** EXCERPTED TEXT **
- Royal Arms as used by His Majesty's Government
- Department for Communities and Local Government
- Formation: 2014
- First holder: Michael Fallon
- Final holder: Mark Francois
- Abolished: 2016

= Minister for Portsmouth =

Role within the Government of the UK (2016–2018)

The Minister for Portsmouth was a ministerial role within the Government of the United Kingdom. It was created in January 2014 with the appointment of Michael Fallon as the first Minister for Portsmouth. The post was created in response to the loss of jobs from BAE Systems in the local shipyard. The minister was charged with bringing economic growth to the city.

In the Cabinet reshuffle of 15 July 2014 this role moved to Matthew Hancock, whose full title was Minister of State for Energy, Business and Portsmouth. Following the Conservative Party's success in the 2015 general election, Hancock was succeeded by Mark Francois as Minister for Portsmouth, but Francois was not replaced when he left in the July 2016 reshuffle.

** LIST OF TASKS **
1/ Answer these questions about the Minister for Portsmouth text:
(a) Who was the first person appointed Minister for Portsmouth?
(b) What was Matthew Hancock's full title?
(c) What was the minister charged with bringing to the city?
2/ Rewrite the Minister for Portsmouth text starting at "- Royal Arms" and ending at "to the city.", putting "dockyard" in place of "shipyard".

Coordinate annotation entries
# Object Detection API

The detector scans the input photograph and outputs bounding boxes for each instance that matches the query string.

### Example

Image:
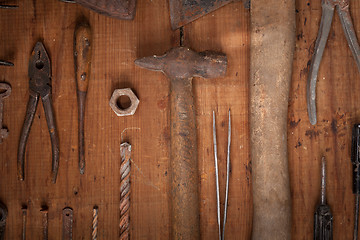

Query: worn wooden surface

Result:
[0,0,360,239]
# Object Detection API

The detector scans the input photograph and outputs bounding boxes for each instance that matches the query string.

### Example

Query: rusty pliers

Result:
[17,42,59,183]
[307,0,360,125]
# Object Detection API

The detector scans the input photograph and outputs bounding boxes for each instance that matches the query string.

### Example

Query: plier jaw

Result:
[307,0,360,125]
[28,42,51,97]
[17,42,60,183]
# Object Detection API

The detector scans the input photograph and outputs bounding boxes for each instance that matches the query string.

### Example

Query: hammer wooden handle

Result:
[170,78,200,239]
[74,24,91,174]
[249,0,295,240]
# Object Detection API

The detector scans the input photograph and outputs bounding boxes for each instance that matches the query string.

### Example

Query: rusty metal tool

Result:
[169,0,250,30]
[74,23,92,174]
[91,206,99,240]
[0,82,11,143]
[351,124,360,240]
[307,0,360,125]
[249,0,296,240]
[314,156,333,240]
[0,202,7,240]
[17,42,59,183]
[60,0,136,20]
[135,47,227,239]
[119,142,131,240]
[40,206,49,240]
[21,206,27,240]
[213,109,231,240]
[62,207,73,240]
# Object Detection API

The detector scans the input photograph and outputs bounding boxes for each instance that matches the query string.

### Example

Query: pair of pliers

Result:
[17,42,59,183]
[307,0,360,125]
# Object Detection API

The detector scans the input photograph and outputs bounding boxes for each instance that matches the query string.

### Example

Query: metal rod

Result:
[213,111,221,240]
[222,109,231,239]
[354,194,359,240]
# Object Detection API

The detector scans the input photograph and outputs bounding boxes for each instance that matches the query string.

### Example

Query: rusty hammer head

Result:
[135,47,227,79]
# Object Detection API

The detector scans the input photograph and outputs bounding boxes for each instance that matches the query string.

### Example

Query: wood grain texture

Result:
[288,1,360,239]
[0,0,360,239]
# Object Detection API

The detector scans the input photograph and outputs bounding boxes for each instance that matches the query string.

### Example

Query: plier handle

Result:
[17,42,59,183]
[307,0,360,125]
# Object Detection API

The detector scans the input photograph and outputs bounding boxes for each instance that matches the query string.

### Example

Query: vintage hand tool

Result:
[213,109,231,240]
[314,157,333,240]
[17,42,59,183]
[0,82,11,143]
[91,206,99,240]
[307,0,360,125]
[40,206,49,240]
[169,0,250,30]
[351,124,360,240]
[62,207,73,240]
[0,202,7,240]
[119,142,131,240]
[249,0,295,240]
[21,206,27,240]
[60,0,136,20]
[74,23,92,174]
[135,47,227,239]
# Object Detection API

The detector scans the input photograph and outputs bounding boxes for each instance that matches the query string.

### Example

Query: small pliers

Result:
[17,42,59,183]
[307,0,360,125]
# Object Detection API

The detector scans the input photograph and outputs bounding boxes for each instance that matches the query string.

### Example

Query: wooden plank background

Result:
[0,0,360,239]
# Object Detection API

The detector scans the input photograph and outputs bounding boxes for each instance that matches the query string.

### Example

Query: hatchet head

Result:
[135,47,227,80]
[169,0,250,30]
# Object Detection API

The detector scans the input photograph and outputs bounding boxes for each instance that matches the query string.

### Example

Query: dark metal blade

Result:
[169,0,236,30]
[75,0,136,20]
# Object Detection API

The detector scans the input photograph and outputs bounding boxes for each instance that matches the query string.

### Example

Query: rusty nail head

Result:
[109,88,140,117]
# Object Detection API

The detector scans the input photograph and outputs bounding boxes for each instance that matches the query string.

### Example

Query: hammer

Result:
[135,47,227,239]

** ANSWERS **
1/
(a) Michael Fallon
(b) Minister of State for Energy, Business and Portsmouth
(c) Economic growth

2/
- Royal Arms as used by His Majesty's Government
- Department for Communities and Local Government
- Formation: 2014
- First holder: Michael Fallon
- Final holder: Mark Francois
- Abolished: 2016

= Minister for Portsmouth =

Role within the Government of the UK (2016–2018)

The Minister for Portsmouth was a ministerial role within the Government of the United Kingdom. It was created in January 2014 with the appointment of Michael Fallon as the first Minister for Portsmouth. The post was created in response to the loss of jobs from BAE Systems in the local dockyard. The minister was charged with bringing economic growth to the city.